* [EXTRACT TO READ]
BEGIN

What has really struck us is how well and how quickly the sector adapted during the pandemic, particularly in the necessary switch to using digital technology as a way to continue reaching people. At the same time, we saw many individuals and organisations finding creative ways to embed themselves in local communities and deliver valuable social outcomes. What was also impressive was how quickly organisations adapted to new ways of working, reconfiguring their structures, developing and acquiring new skills and experimenting to find new ways to reach their audiences and meet their missions.  

As we emerge from the pandemic, many organisations are restarting their pre-pandemic business models. However, we are living in a time of unprecedented disruption and an uncertain future. We believe that the sector needs to retain the dynamic capabilities and behaviours that were so essential in lockdown. In order to respond to changing needs, behaviours and wider social change, organisations need to be flexible and adaptable in order to quickly capitalise on emerging opportunities. The need for innovation, particularly within business models, therefore isn’t about innovation for the sake of innovation, but about building resilience and thriving through embracing change and experimentation. 

How we support the sector to do this will evolve over the lifetime of Let’s Create, responding to the needs of cultural organisations as well as the landscape we’re all operating in. In response to what we saw in the pandemic though, we’re kicking off with the Reset and Innovation programme. 

Delivering the Reset and Innovation programme is one of the actions we pledged to take as part of the Building a ‘fit for the future’ cultural sector Theme we set out in our Delivery Plan for 2021-24. Through the programme, we want to enable organisations to continue developing that culture of experimentation and innovation they adopted during the pandemic, both within their existing business models and through creating new ones.

END

* [STUDY QUESTIONS]
1. Translate this sentence from the passage on the cultural sector's pandemic adaptation into Spanish: "As we emerge from the pandemic, many organisations are restarting their pre-pandemic business models."
2. Print the passage on the cultural sector's pandemic adaptation between "How we support" and "Reset and Innovation programme.", inclusive.
3. Carry on the passage on the cultural sector's pandemic adaptation from where it stops.

* [GIVEN INFORMATION]

BEGIN

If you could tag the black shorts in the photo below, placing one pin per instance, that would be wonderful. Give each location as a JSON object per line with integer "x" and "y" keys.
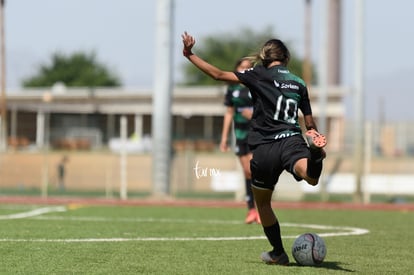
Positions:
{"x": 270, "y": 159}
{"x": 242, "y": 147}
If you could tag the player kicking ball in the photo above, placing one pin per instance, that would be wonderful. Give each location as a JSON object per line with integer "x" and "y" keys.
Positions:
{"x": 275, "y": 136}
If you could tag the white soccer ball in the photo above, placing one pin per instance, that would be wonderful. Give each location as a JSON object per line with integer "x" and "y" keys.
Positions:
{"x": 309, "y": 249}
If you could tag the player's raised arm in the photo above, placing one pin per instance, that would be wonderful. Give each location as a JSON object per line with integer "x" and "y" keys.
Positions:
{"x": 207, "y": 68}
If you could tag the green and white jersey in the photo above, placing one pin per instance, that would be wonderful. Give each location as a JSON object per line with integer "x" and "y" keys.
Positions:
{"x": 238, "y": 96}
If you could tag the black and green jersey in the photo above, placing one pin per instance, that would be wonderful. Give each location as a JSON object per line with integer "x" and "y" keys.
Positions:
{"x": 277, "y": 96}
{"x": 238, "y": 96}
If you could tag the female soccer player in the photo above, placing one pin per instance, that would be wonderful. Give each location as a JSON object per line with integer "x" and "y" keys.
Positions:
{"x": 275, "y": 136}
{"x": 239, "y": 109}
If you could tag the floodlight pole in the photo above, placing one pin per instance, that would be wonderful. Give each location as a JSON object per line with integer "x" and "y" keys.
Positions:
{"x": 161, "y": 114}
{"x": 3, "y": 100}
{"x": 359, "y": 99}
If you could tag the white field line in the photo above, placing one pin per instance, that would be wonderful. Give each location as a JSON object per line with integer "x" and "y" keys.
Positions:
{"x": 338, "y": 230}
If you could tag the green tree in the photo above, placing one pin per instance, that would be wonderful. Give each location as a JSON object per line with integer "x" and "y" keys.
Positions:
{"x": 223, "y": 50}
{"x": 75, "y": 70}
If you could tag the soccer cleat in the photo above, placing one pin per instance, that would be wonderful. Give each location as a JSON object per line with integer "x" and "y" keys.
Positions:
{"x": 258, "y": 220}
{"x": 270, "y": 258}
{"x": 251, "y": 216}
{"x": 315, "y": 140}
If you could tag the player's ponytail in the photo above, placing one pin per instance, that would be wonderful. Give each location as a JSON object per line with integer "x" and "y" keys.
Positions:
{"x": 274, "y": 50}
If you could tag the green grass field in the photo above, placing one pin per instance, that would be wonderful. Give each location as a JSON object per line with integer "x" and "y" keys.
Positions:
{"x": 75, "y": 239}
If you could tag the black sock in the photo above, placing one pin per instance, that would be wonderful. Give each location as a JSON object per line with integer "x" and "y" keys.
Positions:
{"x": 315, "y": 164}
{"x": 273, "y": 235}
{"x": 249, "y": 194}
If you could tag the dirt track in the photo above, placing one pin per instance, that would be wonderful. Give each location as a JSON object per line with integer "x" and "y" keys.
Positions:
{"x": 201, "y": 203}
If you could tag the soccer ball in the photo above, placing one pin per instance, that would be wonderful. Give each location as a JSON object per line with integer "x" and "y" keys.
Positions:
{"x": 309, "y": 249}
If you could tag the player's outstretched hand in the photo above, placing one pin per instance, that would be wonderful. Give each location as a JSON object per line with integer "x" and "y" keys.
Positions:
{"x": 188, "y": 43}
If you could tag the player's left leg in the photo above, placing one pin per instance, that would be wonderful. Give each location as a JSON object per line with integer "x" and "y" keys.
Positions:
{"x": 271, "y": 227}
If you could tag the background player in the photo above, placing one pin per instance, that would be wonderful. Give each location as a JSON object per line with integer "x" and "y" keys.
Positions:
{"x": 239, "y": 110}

END
BEGIN

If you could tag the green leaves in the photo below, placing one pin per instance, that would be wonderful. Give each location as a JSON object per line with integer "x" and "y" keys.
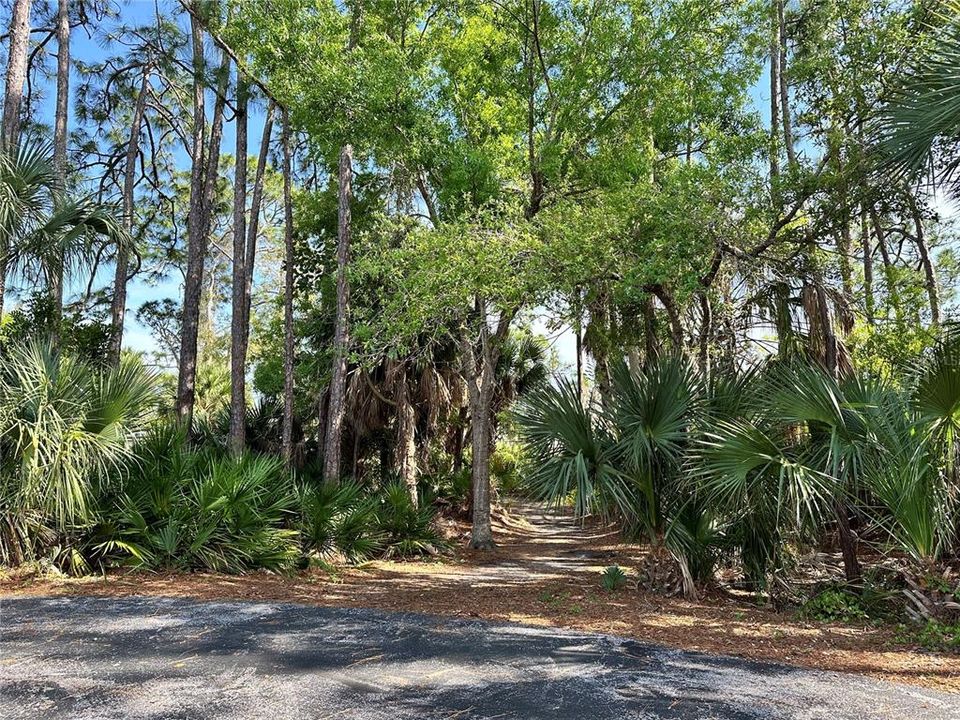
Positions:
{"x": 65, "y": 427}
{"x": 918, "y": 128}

END

* [RESPONSES]
1. A medida que salimos de la pandemia, muchas organizaciones están retomando los modelos de negocio que tenían antes de la pandemia.

2.
How we support the sector to do this will evolve over the lifetime of Let’s Create, responding to the needs of cultural organisations as well as the landscape we’re all operating in. In response to what we saw in the pandemic though, we’re kicking off with the Reset and Innovation programme.

3.
We’re in the early stages of scoping the programme, but we think it will consist of two strands. The first will provide a small grant to organisations so that they can test and prototype innovative ideas. We think it’s really important that this fund allows projects to explore new ideas and change course as we test, learn and develop. What we hope people get out of this is an ‘investment ready’ business proposition that they can take to their Board, to other funders and investors or even straight to market. 

Alongside this strand, we’ll have a complimentary fund that will offer more substantial grants. This will be for those ‘investment ready’ propositions – ones that have been fully tested and are ready for implementation or to be scaled up. Proposals should be able to demonstrate the impact they’ll have and how they fit with an organisation’s mission, but also that they’re a viable business model aiming to create measurable savings, efficiencies or new sustainable income streams. 

An audience sit together in a dark exhibition space to watch an artist's film.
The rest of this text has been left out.